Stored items
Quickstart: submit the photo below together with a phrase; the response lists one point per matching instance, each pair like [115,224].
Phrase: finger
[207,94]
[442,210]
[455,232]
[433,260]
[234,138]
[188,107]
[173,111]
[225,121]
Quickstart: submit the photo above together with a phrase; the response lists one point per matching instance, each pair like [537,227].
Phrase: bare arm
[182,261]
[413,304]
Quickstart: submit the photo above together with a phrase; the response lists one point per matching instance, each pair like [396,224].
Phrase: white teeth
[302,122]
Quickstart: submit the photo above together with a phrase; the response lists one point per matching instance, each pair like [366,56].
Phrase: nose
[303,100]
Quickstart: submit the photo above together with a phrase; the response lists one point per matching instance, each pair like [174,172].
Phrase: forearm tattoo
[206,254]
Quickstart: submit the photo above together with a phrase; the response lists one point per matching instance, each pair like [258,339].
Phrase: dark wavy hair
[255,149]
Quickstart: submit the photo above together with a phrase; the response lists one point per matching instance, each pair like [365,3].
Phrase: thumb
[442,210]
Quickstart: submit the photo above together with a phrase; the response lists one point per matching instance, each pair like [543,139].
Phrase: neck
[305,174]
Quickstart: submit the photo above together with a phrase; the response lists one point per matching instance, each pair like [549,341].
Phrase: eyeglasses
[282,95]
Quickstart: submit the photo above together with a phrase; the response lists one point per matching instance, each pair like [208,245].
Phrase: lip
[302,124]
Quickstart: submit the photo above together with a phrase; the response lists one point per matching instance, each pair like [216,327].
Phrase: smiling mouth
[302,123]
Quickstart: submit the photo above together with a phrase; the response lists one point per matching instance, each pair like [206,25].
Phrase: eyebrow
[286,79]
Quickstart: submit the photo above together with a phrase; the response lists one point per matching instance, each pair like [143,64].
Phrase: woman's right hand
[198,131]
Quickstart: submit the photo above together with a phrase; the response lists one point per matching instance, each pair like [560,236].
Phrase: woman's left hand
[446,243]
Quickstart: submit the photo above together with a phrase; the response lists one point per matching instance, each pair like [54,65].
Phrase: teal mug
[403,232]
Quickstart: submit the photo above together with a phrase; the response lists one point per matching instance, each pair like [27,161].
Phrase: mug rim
...
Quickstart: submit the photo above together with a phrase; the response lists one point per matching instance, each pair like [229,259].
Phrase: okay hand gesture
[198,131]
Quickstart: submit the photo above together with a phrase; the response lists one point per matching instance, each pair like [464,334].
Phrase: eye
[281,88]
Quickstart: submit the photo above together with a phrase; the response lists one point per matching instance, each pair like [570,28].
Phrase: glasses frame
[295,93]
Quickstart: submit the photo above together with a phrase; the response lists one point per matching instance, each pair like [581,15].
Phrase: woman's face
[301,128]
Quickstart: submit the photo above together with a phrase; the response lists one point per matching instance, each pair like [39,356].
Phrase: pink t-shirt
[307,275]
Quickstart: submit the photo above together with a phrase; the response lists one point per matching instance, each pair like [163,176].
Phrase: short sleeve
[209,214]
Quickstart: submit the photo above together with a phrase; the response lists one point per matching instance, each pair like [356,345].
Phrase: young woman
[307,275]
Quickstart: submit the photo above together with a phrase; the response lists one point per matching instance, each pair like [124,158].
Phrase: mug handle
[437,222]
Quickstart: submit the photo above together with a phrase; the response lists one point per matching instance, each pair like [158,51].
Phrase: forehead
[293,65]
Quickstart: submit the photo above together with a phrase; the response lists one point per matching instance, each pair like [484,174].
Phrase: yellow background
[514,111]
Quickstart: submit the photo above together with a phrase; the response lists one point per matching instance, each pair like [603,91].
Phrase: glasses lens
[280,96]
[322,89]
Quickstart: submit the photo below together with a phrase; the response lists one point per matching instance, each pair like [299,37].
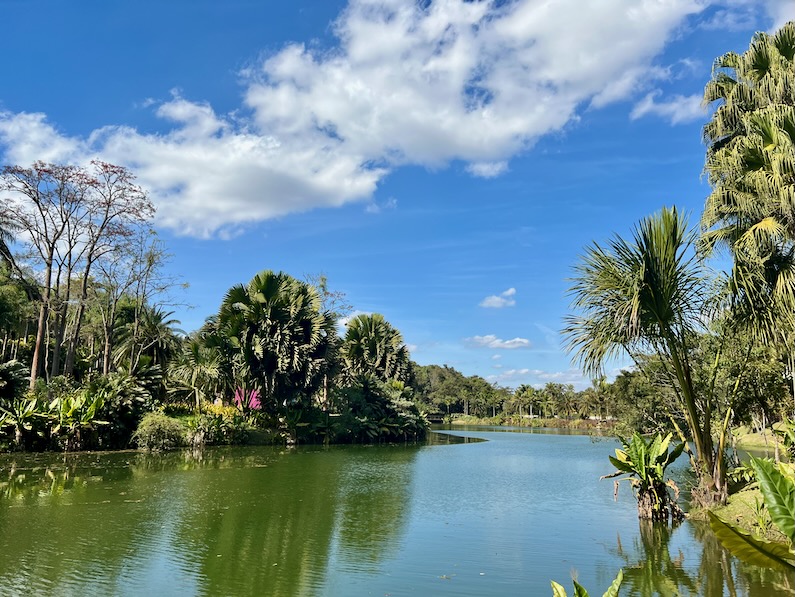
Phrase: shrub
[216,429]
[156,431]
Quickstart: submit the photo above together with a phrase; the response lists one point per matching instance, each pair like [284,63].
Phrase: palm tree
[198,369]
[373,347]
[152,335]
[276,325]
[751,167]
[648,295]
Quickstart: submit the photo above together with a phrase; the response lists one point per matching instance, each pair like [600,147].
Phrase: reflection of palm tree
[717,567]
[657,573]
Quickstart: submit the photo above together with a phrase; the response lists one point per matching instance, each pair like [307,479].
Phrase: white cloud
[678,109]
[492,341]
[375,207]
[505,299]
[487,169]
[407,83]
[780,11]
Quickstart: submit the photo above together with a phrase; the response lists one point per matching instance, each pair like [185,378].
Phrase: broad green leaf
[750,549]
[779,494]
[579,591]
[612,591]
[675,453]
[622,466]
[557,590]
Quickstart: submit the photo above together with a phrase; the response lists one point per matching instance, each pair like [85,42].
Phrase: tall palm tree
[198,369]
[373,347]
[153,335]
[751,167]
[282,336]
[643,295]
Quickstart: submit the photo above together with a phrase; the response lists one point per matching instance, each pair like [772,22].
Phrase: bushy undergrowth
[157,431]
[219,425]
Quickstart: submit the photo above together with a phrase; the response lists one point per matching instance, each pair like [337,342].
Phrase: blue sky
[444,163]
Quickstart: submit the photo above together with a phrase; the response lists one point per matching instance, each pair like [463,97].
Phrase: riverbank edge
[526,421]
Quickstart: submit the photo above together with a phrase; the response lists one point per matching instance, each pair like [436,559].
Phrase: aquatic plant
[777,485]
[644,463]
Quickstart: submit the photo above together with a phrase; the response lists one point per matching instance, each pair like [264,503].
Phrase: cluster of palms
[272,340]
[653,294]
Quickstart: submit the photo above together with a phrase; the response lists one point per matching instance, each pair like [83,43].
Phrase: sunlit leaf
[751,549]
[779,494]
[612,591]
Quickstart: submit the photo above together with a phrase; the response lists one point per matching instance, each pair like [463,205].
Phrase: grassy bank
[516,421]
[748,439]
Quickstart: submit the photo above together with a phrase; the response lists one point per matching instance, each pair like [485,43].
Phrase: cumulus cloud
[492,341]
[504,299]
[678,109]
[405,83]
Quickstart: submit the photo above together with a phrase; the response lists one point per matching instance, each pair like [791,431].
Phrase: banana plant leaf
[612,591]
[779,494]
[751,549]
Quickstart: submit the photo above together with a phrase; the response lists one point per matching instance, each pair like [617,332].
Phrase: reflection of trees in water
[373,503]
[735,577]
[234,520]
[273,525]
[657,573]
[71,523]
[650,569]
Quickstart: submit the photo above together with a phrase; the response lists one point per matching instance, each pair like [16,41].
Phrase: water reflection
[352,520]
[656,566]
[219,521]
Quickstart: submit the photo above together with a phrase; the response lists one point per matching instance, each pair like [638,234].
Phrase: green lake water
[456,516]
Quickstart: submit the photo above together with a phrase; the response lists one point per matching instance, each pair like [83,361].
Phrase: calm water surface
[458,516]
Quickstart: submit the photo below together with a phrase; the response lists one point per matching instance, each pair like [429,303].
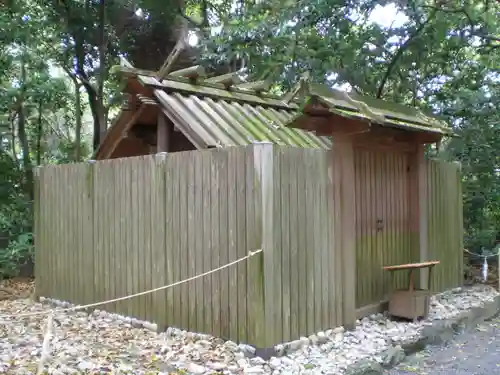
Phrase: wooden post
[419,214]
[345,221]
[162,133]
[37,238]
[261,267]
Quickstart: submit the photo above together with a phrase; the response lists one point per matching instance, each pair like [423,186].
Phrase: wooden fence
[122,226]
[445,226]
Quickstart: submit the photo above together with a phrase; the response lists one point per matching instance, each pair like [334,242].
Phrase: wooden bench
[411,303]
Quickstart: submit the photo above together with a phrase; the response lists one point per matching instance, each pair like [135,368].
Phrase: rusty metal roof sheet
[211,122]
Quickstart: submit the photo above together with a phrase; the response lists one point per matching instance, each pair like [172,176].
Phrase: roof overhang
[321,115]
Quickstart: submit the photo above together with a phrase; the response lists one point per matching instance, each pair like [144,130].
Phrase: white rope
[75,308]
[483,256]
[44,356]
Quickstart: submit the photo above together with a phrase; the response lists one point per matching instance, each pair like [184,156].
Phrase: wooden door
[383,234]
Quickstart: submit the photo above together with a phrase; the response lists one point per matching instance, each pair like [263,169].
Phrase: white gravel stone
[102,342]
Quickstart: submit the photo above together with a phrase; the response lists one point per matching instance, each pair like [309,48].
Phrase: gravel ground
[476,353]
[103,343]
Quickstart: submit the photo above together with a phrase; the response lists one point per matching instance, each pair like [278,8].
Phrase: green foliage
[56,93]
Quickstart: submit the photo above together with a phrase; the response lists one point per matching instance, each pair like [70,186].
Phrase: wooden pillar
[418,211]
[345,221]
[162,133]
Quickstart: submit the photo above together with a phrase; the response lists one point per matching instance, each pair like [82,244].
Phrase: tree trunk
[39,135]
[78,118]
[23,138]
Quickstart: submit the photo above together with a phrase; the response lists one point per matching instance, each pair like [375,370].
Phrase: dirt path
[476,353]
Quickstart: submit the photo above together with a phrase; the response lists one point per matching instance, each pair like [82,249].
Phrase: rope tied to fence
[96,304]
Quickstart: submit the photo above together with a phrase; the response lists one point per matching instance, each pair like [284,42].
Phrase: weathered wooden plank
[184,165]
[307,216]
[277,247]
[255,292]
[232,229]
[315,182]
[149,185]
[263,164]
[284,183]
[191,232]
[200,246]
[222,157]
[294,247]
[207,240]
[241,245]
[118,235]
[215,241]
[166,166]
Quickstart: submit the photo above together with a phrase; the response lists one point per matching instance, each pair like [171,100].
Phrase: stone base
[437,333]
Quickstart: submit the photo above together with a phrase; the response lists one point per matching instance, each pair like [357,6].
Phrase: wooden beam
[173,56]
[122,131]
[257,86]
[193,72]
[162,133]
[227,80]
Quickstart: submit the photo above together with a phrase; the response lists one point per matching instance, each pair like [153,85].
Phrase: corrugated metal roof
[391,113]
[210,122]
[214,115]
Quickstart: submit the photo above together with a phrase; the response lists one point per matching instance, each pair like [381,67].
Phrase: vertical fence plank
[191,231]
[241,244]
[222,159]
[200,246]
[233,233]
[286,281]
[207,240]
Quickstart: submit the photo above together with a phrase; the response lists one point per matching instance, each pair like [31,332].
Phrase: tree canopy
--
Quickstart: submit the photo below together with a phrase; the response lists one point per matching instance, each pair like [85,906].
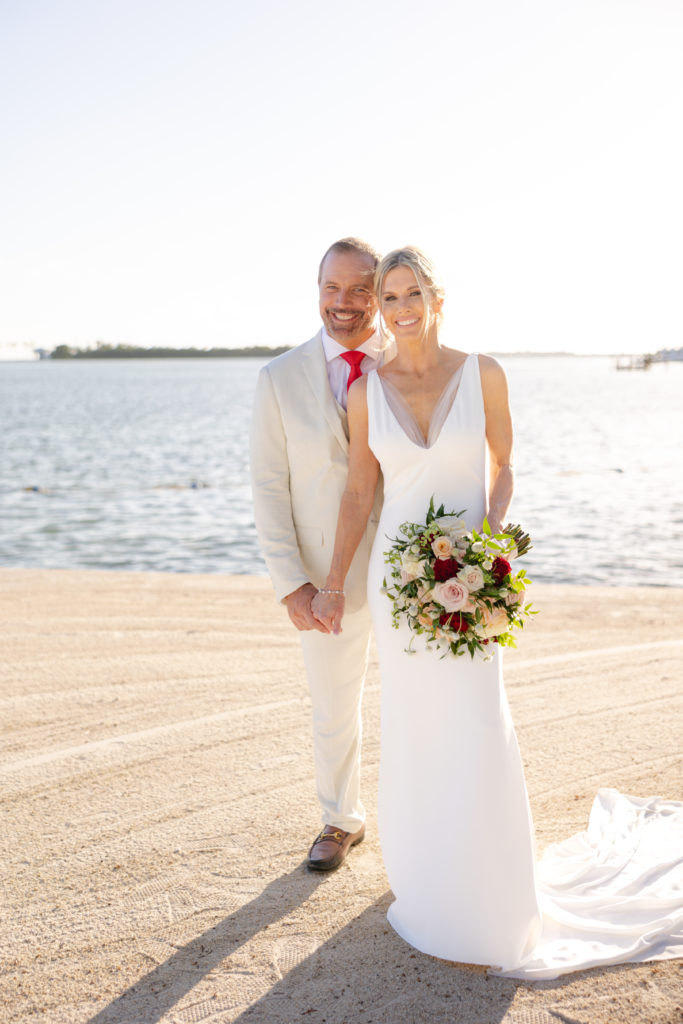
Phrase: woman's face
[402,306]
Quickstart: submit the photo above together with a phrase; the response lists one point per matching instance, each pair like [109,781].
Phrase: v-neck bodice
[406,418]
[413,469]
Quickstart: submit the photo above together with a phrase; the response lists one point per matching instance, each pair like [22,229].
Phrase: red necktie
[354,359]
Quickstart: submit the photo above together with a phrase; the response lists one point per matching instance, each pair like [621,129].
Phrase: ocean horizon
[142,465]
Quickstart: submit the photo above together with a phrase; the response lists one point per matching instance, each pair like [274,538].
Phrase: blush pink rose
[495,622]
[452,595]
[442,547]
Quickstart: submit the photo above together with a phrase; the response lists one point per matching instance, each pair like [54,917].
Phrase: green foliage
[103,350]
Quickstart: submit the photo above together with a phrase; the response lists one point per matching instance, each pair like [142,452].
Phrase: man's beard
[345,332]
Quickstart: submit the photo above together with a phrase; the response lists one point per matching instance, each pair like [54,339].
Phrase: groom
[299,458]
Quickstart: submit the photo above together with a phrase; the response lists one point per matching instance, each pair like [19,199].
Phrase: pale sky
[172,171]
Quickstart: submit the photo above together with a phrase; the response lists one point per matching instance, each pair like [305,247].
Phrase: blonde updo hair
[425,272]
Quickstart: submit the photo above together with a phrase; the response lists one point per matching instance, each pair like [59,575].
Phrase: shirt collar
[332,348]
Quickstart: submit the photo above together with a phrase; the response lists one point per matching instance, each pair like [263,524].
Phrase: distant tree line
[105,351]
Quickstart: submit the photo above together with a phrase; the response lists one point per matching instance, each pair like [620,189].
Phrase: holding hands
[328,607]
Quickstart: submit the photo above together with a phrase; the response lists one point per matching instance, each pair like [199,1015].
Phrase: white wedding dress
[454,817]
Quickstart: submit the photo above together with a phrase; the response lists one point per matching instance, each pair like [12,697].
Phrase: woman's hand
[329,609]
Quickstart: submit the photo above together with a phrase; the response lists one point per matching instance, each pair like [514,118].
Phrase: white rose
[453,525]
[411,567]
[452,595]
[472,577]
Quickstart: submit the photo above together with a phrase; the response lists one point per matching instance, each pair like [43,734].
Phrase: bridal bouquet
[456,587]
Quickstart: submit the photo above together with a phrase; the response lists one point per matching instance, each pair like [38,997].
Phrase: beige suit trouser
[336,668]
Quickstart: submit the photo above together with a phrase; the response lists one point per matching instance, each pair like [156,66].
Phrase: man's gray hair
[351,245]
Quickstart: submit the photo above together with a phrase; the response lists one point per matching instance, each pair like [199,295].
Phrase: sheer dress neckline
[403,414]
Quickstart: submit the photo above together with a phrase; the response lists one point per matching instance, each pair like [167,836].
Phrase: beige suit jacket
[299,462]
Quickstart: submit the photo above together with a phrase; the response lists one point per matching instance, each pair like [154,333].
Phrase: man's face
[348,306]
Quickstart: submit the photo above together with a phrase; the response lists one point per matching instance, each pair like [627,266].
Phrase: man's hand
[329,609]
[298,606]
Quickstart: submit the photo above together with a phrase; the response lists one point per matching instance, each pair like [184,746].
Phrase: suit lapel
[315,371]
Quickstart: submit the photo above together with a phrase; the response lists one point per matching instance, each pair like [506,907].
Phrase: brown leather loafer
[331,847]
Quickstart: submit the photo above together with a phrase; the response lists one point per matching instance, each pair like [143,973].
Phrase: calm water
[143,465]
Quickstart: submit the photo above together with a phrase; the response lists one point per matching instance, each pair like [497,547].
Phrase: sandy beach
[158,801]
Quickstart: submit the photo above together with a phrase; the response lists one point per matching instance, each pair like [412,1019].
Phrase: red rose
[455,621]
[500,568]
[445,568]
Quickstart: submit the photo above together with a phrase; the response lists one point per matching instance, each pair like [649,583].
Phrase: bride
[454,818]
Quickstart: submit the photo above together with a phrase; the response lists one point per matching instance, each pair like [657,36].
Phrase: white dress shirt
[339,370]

— WHAT IS BEING ASKED —
Which lines in the records contain the word "below"? Copy each one.

— WRITTEN ANSWER —
Quickstart: submit the photo below together with a phrase; the response lists one point per matching instance, each pair like [115,224].
Quickstart: submit the photo below together with a phrase; the response lists one point per matching instance, each pair like [299,37].
Quickstart: submit the photo below together with a phrase; the response lists one point per matching instance, each pair like [429,303].
Quickstart: submit the photo below together with a phrase; the response lists one point per matching instance, each pair like [85,906].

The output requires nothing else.